PROMPT ->
Restate all of the data exactly.

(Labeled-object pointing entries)
= = = = =
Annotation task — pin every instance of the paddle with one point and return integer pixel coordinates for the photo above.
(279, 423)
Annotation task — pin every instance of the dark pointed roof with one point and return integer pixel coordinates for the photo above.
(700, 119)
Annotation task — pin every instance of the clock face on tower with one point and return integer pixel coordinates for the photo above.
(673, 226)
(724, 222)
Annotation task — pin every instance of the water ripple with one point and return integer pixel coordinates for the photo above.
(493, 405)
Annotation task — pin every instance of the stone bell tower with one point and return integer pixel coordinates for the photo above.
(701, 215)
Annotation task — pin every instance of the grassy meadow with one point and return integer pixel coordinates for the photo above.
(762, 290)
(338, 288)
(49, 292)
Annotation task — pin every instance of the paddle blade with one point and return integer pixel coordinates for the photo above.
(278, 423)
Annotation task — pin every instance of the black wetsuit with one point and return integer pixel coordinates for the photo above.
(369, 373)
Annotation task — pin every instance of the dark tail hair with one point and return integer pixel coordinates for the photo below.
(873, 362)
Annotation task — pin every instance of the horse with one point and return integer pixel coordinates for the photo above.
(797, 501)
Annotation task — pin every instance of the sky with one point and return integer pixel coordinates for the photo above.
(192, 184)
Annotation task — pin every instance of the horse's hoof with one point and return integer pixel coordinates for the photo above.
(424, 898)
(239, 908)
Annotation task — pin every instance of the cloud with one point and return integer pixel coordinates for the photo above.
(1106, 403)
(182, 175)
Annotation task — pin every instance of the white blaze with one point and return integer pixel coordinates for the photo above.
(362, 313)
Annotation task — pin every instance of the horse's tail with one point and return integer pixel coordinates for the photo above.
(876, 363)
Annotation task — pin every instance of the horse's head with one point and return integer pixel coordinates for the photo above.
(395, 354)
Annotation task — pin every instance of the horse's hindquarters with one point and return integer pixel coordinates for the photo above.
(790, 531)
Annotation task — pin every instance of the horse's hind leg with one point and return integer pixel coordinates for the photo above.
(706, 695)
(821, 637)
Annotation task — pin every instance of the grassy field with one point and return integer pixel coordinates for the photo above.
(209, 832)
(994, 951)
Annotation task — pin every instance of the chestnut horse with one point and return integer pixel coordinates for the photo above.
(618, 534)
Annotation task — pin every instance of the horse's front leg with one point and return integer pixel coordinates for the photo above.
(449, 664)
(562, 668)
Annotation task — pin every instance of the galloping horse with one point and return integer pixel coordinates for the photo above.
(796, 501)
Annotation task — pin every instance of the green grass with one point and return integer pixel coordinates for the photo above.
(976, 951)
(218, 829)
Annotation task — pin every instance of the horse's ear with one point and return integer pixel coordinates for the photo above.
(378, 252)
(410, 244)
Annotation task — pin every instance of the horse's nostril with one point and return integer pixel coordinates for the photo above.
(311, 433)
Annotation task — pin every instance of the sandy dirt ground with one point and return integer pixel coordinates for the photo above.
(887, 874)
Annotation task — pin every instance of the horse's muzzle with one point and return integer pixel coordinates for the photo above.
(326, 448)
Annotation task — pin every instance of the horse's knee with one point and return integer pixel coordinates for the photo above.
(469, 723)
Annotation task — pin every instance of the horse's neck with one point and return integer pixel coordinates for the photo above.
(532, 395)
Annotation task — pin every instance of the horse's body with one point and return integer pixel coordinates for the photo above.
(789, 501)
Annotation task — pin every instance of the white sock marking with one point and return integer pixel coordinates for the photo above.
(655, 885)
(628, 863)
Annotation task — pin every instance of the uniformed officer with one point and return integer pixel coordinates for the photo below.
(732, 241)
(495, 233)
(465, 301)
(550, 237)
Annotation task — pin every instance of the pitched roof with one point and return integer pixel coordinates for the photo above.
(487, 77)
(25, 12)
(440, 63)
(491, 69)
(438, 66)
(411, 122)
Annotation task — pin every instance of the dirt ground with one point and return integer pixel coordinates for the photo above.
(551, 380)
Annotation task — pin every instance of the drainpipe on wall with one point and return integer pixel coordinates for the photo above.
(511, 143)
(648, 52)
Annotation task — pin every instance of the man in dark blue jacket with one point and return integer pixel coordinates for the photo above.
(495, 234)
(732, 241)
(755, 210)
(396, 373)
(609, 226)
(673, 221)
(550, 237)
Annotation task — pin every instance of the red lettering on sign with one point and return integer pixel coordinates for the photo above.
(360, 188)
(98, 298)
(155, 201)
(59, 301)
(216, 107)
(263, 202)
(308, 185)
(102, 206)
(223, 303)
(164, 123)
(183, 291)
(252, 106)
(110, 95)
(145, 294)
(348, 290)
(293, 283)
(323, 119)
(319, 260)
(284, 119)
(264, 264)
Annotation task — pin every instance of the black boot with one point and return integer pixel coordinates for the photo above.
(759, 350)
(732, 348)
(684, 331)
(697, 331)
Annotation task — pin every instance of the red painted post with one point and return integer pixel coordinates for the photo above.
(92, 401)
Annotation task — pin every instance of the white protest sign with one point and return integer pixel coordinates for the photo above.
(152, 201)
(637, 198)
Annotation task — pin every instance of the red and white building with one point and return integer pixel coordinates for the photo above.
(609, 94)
= = = = =
TASK RESPONSE ->
Annotation task — pin every instance of the paddle with one point and return integer pixel coordinates for the photo above.
(279, 423)
Annotation task — pin every instance of the dark pointed roof with one point and return integer pixel coordinates for the photo above.
(700, 119)
Annotation task — pin every instance of the clock face on tower with one point and return integer pixel coordinates for the photo above.
(673, 226)
(724, 222)
Annotation task — pin every instance of the water ripple with one point and return integer pixel coordinates for the photo above.
(493, 405)
Annotation task — pin every instance of the stone bell tower with one point and return integer pixel coordinates for the photo above.
(701, 215)
Annotation task — pin every instance of the grassy meadow with one point and return integer pixel coordinates for the photo above.
(762, 290)
(338, 288)
(49, 292)
Annotation task — pin every instance of the paddle blade with one point and return integer pixel coordinates for the photo above.
(278, 423)
Annotation task — pin every instance of the black wetsuit with one point and return integer pixel coordinates for the photo above.
(369, 373)
Annotation task — pin every instance of the dark tail hair with one point and return integer pixel coordinates for the photo below.
(873, 362)
Annotation task — pin every instance of the horse with one point and return integer pixel coordinates for the photo above.
(797, 501)
Annotation task — pin every instance of the sky with one point and return integer pixel coordinates for the photo above.
(192, 184)
Annotation task — pin every instance of the horse's hoof with one point and return integer pixel coordinates for the photo above.
(424, 898)
(239, 908)
Annotation task — pin every instance of the cloud with one point and return integer pixel coordinates for the photo above.
(1106, 403)
(182, 175)
Annotation task — pin every instance of the white blaze with one point and return integer pixel coordinates for the photo above.
(362, 313)
Annotation task — pin every instance of the horse's tail with one point and return integer pixel coordinates for the photo above.
(876, 363)
Annotation task — pin every instance of the horse's head with one point and return integer pixel coordinates for the photo above.
(395, 354)
Annotation task — pin every instance of the horse's hindquarters with one point and return integer pixel coordinates for the photo above.
(790, 531)
Annotation task — pin every instance of the horse's hind leg with one point and return integer pixel coordinates for the photo above.
(706, 695)
(821, 637)
Annotation task — pin every instance of the grassy field with one point and return integer pixel coordinates for the photo above.
(209, 832)
(994, 951)
Annotation task — pin every instance of the chestnut horse with one point and return integer pixel coordinates for the photo above.
(618, 534)
Annotation task — pin every instance of the horse's front leg with one point and return integer pixel coordinates for the photo above.
(449, 664)
(562, 668)
Annotation task — pin every instance of the galloping horse with one point and return integer pixel coordinates for the photo above.
(796, 501)
Annotation task — pin every instance of the green grass with one point and return integer pixel coordinates for the photo above.
(976, 951)
(218, 829)
Annotation task — pin every instance of the horse's ear with one point and return integer pixel coordinates for the photo above.
(378, 252)
(410, 244)
Annotation task — pin every instance of the horse's nostril with one point and return integer pixel coordinates for the photo above.
(311, 433)
Annotation task — pin every instance of the sandy dirt ground with one point and return integer pixel coordinates for the photo above.
(887, 874)
Annotation task — pin every instance of the horse's muzzle with one point and return integer pixel coordinates for the photo above.
(326, 448)
Annotation task — pin every instance of the horse's knee with one point and return integer pixel coordinates for the photo above.
(469, 723)
Annotation task — pin every instance of the horse's neck with one point and return integer pixel coordinates for the photo above.
(532, 395)
Annotation task — pin every instance of the horse's body with one point and return integer pixel coordinates for the photo above.
(789, 501)
Annotation task — pin every instance of the white sock marking with one point and return integer pixel coordinates for the photo above.
(655, 885)
(628, 863)
Annotation task — pin every instance of the uniformed officer with one point and return integer pixel coordinates for the photo below.
(732, 241)
(495, 233)
(465, 301)
(550, 237)
Annotation task — pin every instance of the pitched roof with one point and return integer pixel coordinates for the photo above.
(487, 77)
(25, 12)
(440, 63)
(491, 69)
(438, 66)
(411, 122)
Annotation task — pin every instance of the dirt ground with one point and return integer pixel coordinates for the photo above.
(551, 380)
Annotation task — pin every instance of the drainpipe on wall with one point and return integer pixel coordinates for the photo above.
(511, 143)
(648, 52)
Annotation task — pin every instance of the man in dark blue jacket with one point and return integer pixel coordinates for the photo above.
(495, 234)
(732, 241)
(755, 210)
(396, 373)
(609, 226)
(673, 221)
(550, 237)
Annotation task — pin every instance of the red lettering on sign with one point and return integer pixel coordinates for the photo above.
(360, 188)
(98, 298)
(155, 201)
(59, 301)
(216, 107)
(263, 202)
(308, 185)
(102, 206)
(223, 303)
(164, 123)
(183, 291)
(252, 106)
(110, 95)
(145, 294)
(348, 290)
(293, 283)
(323, 119)
(319, 260)
(284, 119)
(264, 264)
Annotation task — pin every instance of the black boot with one point and return integer pixel coordinates for the photo above.
(759, 350)
(732, 348)
(684, 331)
(697, 331)
Annotation task — pin every instance of the red painted post with one point and return integer pixel coordinates for the photo above.
(92, 401)
Annotation task — pin every instance of the white protest sign with one point and return integer pixel coordinates for the photo above.
(152, 201)
(637, 198)
Annotation task — pin every instance of the red and white building with one point and return integer pixel coordinates for the photo above.
(609, 94)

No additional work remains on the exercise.